**Written exercise 1**
List every username that posts in the forum thread below on translating "vita brevis, ars longa" into Polish, naming each user once.

**Text block**
>> Begin
# Życie krótkie, sztuki długa



## jacquesvd

Dear all: does there exist in Polish a fixed translation for the Latin saying 'vita brevis, ars longa' which is generally used or does everybody translate it according to his own preference?

Is Życie krótkie, sztuki długa a correct translation  or not?
Thanks.


----------



## Massiege

"Życie krótkie, sztuka długa" is grammatically correct.

But it sounds weird...


----------



## Tunia

"Vita brevis, ars longa, occasio praeceps, experimentum periculosum, iudicium difficile"

Czyli: "Życie krótkie, sztuka długa, okazja ulotna, doświadczenie niebezpieczne, sąd niełatwy"


----------



## jacquesvd

Massiege said:


> "Życie krótkie, sztuka długa" is grammatically correct.
> 
> But it sounds weird...


Thanks, how would you then say it in idiomatic Polish?


----------



## jacquesvd

Tunia said:


> "Vita brevis, ars longa, occasio praeceps, experimentum periculosum, iudicium difficile"
> 
> Czyli: "Życie krótkie, sztuka długa, okazja ulotna, doświadczenie niebezpieczne, sąd niełatwy"


 
Thanks a lot!


----------



## Tunia

albo lepiej życie jest krótkie, sztuka jest długotrwała - tak brzmi najsensowniej  - the meaning is the same, it just sounds better, but you never know with Latin, sometimes transaltions are a bit obscure...


----------



## BezierCurve

One might even risk "życie krótkie, sztuka wieczna" ("... art [is] eternal"), which I heard a few times. I can't recollect any special idiomatic expressions for that.
>> End
**Rows**
>> Begin
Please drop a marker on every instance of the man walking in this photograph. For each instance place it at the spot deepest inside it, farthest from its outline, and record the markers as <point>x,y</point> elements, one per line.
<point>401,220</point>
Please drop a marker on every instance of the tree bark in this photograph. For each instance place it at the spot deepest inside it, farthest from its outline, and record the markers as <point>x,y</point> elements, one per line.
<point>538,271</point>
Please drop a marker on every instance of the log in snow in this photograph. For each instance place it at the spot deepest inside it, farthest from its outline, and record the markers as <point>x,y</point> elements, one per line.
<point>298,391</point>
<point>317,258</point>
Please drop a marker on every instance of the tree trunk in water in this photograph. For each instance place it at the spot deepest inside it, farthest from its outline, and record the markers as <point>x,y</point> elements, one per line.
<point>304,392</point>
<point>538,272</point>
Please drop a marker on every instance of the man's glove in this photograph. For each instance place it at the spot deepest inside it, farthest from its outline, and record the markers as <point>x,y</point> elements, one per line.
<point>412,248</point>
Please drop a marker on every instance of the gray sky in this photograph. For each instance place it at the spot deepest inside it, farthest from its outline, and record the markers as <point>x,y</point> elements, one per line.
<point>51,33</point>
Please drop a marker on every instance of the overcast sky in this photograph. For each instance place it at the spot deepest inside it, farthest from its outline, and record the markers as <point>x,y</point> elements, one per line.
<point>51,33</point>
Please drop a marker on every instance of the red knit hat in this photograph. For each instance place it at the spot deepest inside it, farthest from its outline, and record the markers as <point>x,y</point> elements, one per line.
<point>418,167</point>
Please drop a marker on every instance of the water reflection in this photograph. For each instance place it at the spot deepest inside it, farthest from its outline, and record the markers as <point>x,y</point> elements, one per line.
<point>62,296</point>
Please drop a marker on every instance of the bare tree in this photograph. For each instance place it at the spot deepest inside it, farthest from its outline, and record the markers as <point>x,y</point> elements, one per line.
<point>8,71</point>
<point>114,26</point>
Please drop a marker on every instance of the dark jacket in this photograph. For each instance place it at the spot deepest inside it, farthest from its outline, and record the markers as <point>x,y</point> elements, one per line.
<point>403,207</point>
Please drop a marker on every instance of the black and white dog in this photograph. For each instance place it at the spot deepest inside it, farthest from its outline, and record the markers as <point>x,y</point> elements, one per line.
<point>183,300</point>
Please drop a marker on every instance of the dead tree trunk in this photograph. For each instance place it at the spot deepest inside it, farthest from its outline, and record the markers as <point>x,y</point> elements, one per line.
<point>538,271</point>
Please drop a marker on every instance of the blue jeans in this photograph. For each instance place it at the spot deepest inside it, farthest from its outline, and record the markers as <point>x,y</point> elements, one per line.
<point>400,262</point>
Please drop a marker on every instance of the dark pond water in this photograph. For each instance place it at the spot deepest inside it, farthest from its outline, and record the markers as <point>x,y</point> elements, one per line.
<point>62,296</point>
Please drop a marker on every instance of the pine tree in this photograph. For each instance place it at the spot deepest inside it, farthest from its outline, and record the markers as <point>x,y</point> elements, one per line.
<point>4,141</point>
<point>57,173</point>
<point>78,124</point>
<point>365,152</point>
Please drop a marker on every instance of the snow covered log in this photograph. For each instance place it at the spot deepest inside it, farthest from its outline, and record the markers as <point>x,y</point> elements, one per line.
>> End
**Written exercise 2**
In the listing, begin at the line that has "Please drop a marker on every instance of the log" and stop after the line that has "<point>412,248</point>". Rewrite that span with "man's glove" swapped for "man's mitten" and nothing else changed.

**Answer 1**
jacquesvd
Massiege
Tunia
BezierCurve

**Answer 2**
Please drop a marker on every instance of the log in snow in this photograph. For each instance place it at the spot deepest inside it, farthest from its outline, and record the markers as <point>x,y</point> elements, one per line.
<point>298,391</point>
<point>317,258</point>
Please drop a marker on every instance of the tree trunk in water in this photograph. For each instance place it at the spot deepest inside it, farthest from its outline, and record the markers as <point>x,y</point> elements, one per line.
<point>304,392</point>
<point>538,272</point>
Please drop a marker on every instance of the man's mitten in this photograph. For each instance place it at the spot deepest inside it, farthest from its outline, and record the markers as <point>x,y</point> elements, one per line.
<point>412,248</point>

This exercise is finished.